Top of READING TEXT
When there is no monopoly on ‘truth,’ that space ready to be filled with stories. The mass appreciation for Afrofuturism (most notably by the African diaspora) is an example of literature and imagination comprising part of a prevailing zeitgeist. Afrofuturism does much to oppose the historical myth of Africans as the ‘contemporary ancestor’ – a quaint prehistoric vestige. After all, there is a dearth of stories to attest to the history of Africans. Speaking to the particular example of Africans taken as slaves, Edouard Glissant noted that ‘the only thing written on slave ships was the account book listing [their] exchange value.’
Stephane E Conradie’s alluring sculptural works begin with the idea that communities define themselves through a material culture; by owning and displaying items and by aspiring to an aesthetic. Conradie hones in on the coloured neighborhood of Cloetersville (outside Stellenbosch) and absorbs their trinkets and tzatzkes. Her printer’s-tray paraphernalia includes pearlescent charms, glazed jugs, porcelain kittens, silver spoons, figurines, trophies, thimbles and clogs.
She crowds these into garlands that bring to mind bacterial blooms. They are pathologically hyper-adorned and hint at the forced removals that lurk in their past. The materialistic and aesthetic being areas of agency for communities deprived of geographic wealth. In fact, the largest of these sculptures is titled Agency. These works are essentially assembled from ornamentation placed over the site of a giant wound.
Other works speak more blatantly to the violence of the past. Roger Ballen’s scopophilic photographs are housed in a ghetto delineated by rolls of defaced wallpaper. Scrawled heads with pointy teeth guard surreal dystopias. His subjects are pitiful and abject. A road-kill powder puff, drooling and disfigured brothers and spaces scoured with ash and mutilated toys show the stuff of nightmares. The kind you can’t quite remember when you wake up, but that haunt you throughout the day.
And then there is Machete Mandala in Black by Coby Kennedy: an unambiguous statement about the way forward. Six street signs hewn into arm-length shivs are arranged in the form of a sigil or a coat of arms. Five of the signs read ‘Kitchener’, ‘Voorhoud’ and the like. These have been crossed out in red. At the centre, another announces ‘Albertina Sisulu,’ and above that, a circular no U-turn sign.
This work refreshes the violence of everyday objects, making that violence patently more understandable through the vocabulary of weaponry – capable of jagged, bloody incisions.
The alert, informative register of the street signs in their succinct Highway Gothic asserts: to what we are beyond, we wish never to return.
Bottom of READING TEXT
▶ **TASK DETAILS**:
Transcribe everything in the art review from "And then there" down to "jagged, bloody incisions.", word for word. The rows that come after this art review bear no relation to it.
Top of EXCERPTED RECORDS
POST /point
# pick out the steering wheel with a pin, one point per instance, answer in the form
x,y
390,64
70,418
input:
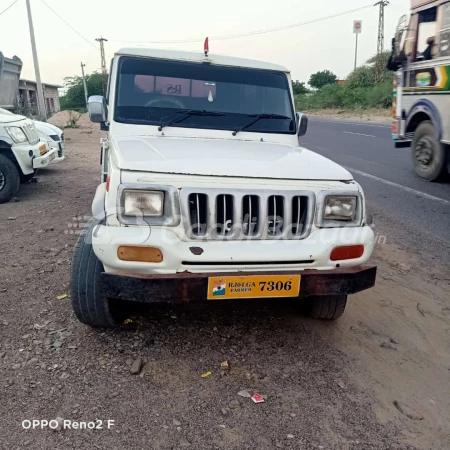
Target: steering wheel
Bottom of EXCERPTED RECORDS
▶ **EXERCISE ANSWER**:
And then there is Machete Mandala in Black by Coby Kennedy: an unambiguous statement about the way forward. Six street signs hewn into arm-length shivs are arranged in the form of a sigil or a coat of arms. Five of the signs read ‘Kitchener’, ‘Voorhoud’ and the like. These have been crossed out in red. At the centre, another announces ‘Albertina Sisulu,’ and above that, a circular no U-turn sign.
This work refreshes the violence of everyday objects, making that violence patently more understandable through the vocabulary of weaponry – capable of jagged, bloody incisions.